Records contained in a dataset:
======
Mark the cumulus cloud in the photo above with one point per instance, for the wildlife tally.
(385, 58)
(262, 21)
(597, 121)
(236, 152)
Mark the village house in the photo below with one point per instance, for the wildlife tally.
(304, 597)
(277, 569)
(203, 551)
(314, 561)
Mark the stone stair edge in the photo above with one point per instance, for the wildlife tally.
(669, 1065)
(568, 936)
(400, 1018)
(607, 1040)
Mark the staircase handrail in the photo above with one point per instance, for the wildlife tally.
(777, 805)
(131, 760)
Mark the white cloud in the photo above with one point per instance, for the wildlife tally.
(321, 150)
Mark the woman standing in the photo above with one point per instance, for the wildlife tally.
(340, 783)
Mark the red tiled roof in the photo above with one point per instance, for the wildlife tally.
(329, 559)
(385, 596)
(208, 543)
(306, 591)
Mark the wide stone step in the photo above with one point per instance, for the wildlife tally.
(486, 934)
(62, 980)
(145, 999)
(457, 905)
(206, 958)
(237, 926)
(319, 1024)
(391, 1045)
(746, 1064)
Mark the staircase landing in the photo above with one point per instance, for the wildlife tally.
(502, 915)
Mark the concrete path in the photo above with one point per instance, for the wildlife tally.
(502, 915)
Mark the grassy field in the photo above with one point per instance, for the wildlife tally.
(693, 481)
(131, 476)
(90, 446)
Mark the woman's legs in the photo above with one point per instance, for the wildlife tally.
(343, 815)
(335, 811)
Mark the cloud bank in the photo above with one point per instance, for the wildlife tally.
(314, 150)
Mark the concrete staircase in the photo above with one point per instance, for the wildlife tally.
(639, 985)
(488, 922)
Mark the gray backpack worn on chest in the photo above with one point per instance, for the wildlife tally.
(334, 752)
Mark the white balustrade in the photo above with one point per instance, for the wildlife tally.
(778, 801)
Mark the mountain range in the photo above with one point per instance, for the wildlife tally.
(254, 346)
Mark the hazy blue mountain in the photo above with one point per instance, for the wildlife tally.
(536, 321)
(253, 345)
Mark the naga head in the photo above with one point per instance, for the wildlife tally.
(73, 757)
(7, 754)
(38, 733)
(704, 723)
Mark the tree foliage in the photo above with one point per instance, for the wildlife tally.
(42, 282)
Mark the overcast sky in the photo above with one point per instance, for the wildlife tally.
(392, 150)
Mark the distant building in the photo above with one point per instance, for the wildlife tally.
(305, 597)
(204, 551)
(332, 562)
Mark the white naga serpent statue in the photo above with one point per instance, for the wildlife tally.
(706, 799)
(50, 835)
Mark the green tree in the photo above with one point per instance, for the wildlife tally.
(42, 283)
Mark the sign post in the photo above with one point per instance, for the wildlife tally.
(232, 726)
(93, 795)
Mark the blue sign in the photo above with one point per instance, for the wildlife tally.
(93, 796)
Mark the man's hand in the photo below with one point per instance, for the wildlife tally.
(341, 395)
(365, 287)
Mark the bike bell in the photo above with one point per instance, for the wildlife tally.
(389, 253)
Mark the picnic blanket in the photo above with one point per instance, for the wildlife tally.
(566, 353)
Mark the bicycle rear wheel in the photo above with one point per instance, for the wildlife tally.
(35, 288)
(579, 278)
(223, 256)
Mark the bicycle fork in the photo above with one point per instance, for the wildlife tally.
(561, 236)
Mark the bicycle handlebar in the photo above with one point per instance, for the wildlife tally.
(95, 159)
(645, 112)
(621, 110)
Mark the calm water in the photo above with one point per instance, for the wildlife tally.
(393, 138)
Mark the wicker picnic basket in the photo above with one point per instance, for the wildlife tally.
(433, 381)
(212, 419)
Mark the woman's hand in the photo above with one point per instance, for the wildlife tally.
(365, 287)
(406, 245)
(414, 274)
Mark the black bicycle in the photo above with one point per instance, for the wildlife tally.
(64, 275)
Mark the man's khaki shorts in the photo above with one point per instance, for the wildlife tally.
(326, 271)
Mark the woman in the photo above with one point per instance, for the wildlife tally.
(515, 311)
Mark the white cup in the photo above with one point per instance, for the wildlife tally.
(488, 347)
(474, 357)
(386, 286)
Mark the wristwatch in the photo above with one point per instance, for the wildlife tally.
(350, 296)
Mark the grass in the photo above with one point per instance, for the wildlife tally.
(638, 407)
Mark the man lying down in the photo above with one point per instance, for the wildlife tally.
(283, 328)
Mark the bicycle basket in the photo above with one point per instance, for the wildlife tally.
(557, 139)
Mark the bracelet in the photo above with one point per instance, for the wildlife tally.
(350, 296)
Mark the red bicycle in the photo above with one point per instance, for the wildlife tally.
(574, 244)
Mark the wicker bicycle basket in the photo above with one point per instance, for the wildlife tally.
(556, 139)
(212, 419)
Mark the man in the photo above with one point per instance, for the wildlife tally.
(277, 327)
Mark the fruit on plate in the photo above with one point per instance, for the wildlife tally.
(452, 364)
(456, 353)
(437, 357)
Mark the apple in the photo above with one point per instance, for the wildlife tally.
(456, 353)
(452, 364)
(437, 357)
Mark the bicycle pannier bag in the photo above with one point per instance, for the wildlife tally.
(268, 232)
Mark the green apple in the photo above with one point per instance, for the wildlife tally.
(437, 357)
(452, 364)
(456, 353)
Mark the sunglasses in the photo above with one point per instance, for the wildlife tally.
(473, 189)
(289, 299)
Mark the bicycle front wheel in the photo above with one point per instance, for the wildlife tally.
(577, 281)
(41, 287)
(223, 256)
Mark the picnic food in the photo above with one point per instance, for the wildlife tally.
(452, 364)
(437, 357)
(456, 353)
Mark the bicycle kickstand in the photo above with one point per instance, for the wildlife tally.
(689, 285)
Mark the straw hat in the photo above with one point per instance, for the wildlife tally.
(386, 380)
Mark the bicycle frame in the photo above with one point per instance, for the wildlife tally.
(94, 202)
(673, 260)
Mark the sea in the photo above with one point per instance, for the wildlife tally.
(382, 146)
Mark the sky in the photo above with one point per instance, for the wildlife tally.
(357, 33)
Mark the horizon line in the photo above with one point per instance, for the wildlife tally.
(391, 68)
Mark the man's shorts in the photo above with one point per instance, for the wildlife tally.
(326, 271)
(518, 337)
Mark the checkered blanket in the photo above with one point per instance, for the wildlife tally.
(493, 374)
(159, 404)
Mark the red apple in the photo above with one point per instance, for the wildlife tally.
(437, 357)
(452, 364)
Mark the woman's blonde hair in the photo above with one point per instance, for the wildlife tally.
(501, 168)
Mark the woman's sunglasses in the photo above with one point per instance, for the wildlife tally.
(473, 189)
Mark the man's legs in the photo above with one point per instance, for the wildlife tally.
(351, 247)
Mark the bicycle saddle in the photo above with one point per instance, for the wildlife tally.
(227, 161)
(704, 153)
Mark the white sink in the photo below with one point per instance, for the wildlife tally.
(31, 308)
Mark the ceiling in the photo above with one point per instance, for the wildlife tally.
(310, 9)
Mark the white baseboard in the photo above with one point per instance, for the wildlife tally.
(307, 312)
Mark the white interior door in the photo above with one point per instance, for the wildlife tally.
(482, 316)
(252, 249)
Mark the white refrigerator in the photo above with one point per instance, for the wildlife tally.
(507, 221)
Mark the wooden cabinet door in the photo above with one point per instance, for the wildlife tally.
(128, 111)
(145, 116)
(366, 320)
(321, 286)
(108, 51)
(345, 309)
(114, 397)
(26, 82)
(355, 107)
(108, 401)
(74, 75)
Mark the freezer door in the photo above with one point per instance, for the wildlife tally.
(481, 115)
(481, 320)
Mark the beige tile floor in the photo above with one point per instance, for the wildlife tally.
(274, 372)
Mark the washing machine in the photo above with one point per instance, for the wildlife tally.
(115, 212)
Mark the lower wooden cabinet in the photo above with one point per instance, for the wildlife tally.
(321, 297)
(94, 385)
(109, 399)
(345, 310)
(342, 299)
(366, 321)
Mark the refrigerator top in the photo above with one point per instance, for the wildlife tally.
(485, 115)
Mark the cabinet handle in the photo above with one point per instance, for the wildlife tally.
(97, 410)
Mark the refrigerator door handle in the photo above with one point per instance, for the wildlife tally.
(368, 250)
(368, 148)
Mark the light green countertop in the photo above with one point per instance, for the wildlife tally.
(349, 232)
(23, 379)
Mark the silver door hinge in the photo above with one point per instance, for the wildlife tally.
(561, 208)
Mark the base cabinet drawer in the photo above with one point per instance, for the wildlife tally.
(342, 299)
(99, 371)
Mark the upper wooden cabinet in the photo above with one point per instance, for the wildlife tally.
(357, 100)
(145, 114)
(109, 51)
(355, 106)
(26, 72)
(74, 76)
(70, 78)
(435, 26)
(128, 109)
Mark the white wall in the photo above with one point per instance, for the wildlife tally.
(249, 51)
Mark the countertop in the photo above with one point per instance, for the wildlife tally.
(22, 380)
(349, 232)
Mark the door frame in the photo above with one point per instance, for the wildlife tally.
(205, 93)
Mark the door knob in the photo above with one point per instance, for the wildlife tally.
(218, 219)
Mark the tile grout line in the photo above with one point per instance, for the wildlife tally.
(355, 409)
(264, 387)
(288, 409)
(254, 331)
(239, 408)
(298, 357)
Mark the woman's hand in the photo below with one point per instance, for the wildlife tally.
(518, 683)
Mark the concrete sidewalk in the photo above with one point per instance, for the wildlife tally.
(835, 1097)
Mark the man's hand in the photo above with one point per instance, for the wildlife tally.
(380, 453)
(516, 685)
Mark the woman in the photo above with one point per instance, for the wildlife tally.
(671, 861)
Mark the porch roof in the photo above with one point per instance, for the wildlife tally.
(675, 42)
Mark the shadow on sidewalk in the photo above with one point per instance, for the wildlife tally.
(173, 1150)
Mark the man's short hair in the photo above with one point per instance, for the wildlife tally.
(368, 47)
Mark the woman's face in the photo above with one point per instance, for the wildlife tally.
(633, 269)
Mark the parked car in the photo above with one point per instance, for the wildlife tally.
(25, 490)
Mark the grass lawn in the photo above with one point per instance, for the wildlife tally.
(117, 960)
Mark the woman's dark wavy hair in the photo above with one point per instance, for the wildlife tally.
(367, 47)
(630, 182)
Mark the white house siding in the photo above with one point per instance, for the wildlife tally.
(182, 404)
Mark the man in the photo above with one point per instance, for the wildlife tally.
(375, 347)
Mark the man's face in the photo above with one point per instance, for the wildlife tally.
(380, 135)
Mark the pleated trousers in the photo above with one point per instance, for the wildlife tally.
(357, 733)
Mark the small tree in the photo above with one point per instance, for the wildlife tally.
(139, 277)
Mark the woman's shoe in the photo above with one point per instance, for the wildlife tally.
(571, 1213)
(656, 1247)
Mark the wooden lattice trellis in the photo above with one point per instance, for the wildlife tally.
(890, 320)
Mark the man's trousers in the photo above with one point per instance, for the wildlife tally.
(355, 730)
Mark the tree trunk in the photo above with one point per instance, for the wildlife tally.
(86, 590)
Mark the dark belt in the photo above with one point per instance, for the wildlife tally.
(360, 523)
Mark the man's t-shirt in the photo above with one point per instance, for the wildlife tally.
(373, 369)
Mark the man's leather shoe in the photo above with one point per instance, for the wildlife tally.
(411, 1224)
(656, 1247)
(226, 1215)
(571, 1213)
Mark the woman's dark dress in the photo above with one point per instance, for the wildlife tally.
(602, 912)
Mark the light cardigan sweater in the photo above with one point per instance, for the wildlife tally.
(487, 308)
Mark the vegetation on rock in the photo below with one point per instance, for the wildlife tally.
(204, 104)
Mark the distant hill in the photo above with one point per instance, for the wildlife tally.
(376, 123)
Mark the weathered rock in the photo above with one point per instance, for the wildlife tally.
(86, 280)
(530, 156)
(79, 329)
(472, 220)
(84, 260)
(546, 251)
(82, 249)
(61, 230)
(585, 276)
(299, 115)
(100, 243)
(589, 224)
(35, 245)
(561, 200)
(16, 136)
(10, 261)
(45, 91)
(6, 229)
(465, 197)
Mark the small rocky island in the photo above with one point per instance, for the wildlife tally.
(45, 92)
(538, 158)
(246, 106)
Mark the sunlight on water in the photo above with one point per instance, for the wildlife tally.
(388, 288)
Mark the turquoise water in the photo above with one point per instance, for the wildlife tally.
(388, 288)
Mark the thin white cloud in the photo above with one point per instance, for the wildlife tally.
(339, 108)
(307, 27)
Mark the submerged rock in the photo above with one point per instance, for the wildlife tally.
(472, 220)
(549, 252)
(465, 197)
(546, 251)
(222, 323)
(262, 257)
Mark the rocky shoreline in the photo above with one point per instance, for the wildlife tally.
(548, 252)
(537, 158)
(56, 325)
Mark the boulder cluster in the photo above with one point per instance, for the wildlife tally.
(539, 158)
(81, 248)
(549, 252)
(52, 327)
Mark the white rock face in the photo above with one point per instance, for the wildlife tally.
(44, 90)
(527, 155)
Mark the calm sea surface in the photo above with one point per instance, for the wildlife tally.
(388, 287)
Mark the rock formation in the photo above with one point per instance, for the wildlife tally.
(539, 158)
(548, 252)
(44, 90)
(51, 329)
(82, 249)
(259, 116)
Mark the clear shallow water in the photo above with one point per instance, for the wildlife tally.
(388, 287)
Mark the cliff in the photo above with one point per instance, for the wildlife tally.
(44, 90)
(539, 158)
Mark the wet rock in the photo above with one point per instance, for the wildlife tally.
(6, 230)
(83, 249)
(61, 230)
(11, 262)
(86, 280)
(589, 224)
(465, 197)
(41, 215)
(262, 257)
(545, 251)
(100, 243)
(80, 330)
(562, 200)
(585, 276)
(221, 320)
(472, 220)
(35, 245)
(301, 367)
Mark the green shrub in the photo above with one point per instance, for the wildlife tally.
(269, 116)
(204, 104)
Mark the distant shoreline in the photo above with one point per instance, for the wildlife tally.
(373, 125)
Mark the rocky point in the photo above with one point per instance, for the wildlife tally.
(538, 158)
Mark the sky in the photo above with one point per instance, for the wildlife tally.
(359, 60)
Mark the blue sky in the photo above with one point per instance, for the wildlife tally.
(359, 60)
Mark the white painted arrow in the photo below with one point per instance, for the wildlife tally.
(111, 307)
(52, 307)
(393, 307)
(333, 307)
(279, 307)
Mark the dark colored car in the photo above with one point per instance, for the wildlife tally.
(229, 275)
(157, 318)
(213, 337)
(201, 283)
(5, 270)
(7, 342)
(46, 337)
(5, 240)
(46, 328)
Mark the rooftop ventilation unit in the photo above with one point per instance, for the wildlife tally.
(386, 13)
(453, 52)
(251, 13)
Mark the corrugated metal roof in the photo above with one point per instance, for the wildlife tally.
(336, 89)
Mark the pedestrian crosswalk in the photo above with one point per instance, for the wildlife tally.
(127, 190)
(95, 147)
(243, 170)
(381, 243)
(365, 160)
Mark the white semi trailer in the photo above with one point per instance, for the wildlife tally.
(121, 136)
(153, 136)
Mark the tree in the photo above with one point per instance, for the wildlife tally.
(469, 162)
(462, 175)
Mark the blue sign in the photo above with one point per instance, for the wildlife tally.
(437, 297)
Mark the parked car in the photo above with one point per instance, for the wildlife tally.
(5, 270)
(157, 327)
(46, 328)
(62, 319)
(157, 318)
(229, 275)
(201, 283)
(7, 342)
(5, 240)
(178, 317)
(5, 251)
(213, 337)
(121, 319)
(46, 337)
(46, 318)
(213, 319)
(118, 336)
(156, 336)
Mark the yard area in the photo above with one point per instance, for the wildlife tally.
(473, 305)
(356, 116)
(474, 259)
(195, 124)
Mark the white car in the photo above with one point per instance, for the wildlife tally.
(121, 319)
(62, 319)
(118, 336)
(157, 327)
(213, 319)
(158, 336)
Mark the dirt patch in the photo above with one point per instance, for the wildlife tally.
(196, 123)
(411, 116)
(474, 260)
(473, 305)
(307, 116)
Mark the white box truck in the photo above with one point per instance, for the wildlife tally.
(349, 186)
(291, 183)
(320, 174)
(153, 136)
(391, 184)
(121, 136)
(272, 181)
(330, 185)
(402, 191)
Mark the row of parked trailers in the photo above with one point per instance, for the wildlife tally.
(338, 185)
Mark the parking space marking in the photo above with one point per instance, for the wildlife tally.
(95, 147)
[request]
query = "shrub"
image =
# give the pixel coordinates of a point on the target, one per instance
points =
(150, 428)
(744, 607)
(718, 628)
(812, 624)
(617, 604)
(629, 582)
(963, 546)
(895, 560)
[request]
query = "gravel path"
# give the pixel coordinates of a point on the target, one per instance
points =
======
Print again the material above, limited to the lines from the one holding "Mark the tree in" through the last, inclusive.

• Exercise output
Mark the tree in the photo above with one point per instance, for the wildlife tally.
(469, 162)
(462, 175)
Mark the blue sign in the photo above with one point per instance, for the wildlife tally.
(437, 297)
Mark the parked car in the photo above with one point per instance, for the wildlife tally.
(5, 270)
(157, 327)
(46, 328)
(62, 319)
(157, 318)
(229, 275)
(201, 283)
(7, 342)
(5, 240)
(178, 317)
(5, 251)
(213, 337)
(121, 319)
(46, 337)
(46, 318)
(213, 319)
(118, 336)
(156, 336)
Mark the yard area in the photo above with one point per instance, for the wildlife tally.
(473, 305)
(356, 116)
(474, 259)
(195, 124)
Mark the white car in the photo above with one point per instance, for the wildlife tally.
(121, 319)
(62, 319)
(118, 336)
(157, 327)
(213, 319)
(158, 336)
Mark the dirt patch in the photo above with one point per instance, for the wildlife tally.
(196, 123)
(411, 116)
(474, 260)
(473, 305)
(307, 116)
Mark the white box truck in the photo above with one point per instance, for the wildlife tally.
(349, 186)
(291, 183)
(320, 174)
(153, 136)
(391, 184)
(121, 136)
(272, 181)
(330, 185)
(402, 191)
Mark the row of parked trailers in the photo above with one point per instance, for the wildlife tally.
(338, 185)
Mark the parking space marking in the photo above with one point per instance, for the wildlife tally.
(95, 147)
[request]
query = "shrub"
image =
# give the pixel coordinates of a point on the target, one per instance
points =
(150, 428)
(744, 607)
(718, 628)
(812, 624)
(617, 604)
(629, 582)
(963, 546)
(895, 560)
[request]
query = "gravel path"
# give the pixel coordinates of a point on the target, one per instance
points =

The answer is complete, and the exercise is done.